• _課題の内容_:
[1] 下に示すフリーレントの解説文に出てくる費用の名称をすべて挙げよ。
[2] 下に示すフリーレントの解説文を、最後の文に続けて書き継げ。

• _本文抜粋_:
————
賃貸物件を探していると、「フリーレント」という仕組みの物件を目にすることがあります。
「フリー=無料の」という言葉から、お得に借りられそうな印象を受けますが、実際は細かな規約があるため、契約前に注意が必要です。
今回は「フリーレント」付きの物件について、仕組みや特徴を詳しく解説します。
フリーレント付き物件を借りる際の注意点も紹介しますので、賃貸物件を検討中の方はぜひ参考にしてください。
フリーレントとは
フリーレントとは、入居を決めた場合に、定められた期間の家賃を無料にする制度のこと。
無料になる期間は物件によって異なりますが、一般的には1〜3ヶ月分の家賃を無料とする物件が多いです。
ただし、共益費や管理費が家賃に含まれる場合と、部屋代以外の費用は別途請求される場合があり、物件によって条件が異なります。
フリーレント物件を検討するときは、無料となる期間だけでなく、どこまでの費用が無料対象に含まれるのかも確認しておきましょう。
フリーレントで家賃が無料になる理由
フリーレントは、物件を探している人にとって魅力的な制度ですが、なぜ家賃が無料になるのかの理由が気になります。
————
• _提示データ_:
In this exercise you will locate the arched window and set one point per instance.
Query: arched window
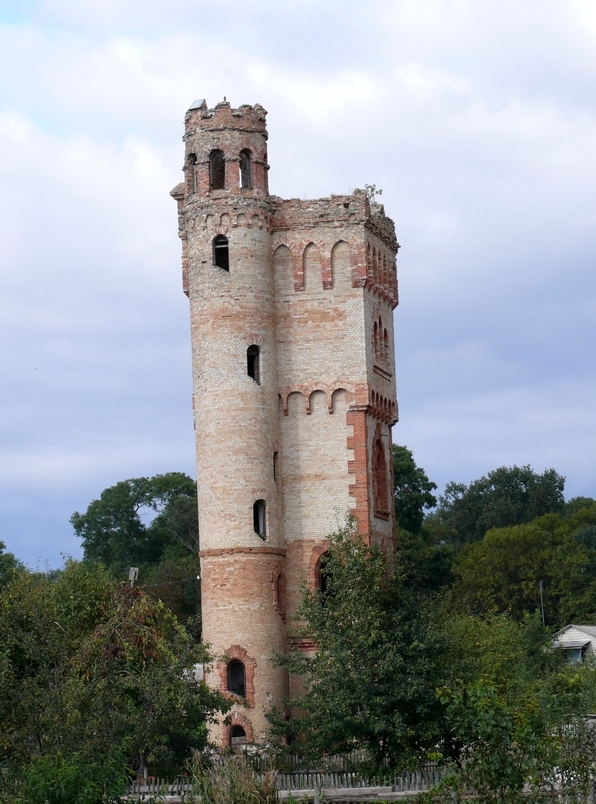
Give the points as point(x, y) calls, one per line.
————
• _課題の解答_:
[1] 家賃、共益費、管理費、部屋代

[2]
フリーレントで家賃が無料になる主な理由は、次の2つです。
- 空室を早く埋めるため
- 入居者からのクレームを防ぐため
それぞれ詳しく見ていきましょう。
空室を早く埋めるため
賃貸物件にフリーレントが導入される最も多い理由は、空き室を早く埋めるためです。
駅からの距離や築年数など、賃貸物件は立地条件や設備によって、人気のある物件と入居者が決まりにくい物件との二極化が進みやすくなっています。
できるだけ早く空室を埋めるための工夫として導入されているのが、フリーレントです。
入居者からのクレームを防ぐため
フリーレントは、お得に入居できるメリットを入居希望者に提示しつつ、すでに入居している住人からのクレームを防ぐのにも効果的です。
入居希望者を優遇するために家賃を下げた場合、すでに入居している住人との間に不公平感が生じ、クレームにつながるおそれがあります。
さらに、家賃は敷金や礼金などの計算基準にもなっており、長く入居するほど減額による差額が大きくなってしまいます。
そのため、家賃の減額は大家さんにとって有益とはいえません。
フリーレントなら、優遇期間も限られるため不公平感が生まれにくく、大家さんにとっても減額する費用が明確になるのが魅力です。
入居者からのクレームを防ぎつつ、入居希望者にメリットが多い方法としても、フリーレントは選ばれています。
フリーレントの賃貸を選ぶメリット
一定期間の家賃が無料になるフリーレントを選んだ際に、入居者が得られるメリットは主に次の3つです。
- 初期費用を抑えられる
- 二重家賃になりにくい
- 余裕をもったスケジュールで引っ越しできる
それぞれのポイントについて、詳しく見ていきましょう。
初期費用を抑えられる
およそ1~3ヶ月分の家賃が無料になるフリーレント物件は、初期費用を抑えられるのが大きな魅力です。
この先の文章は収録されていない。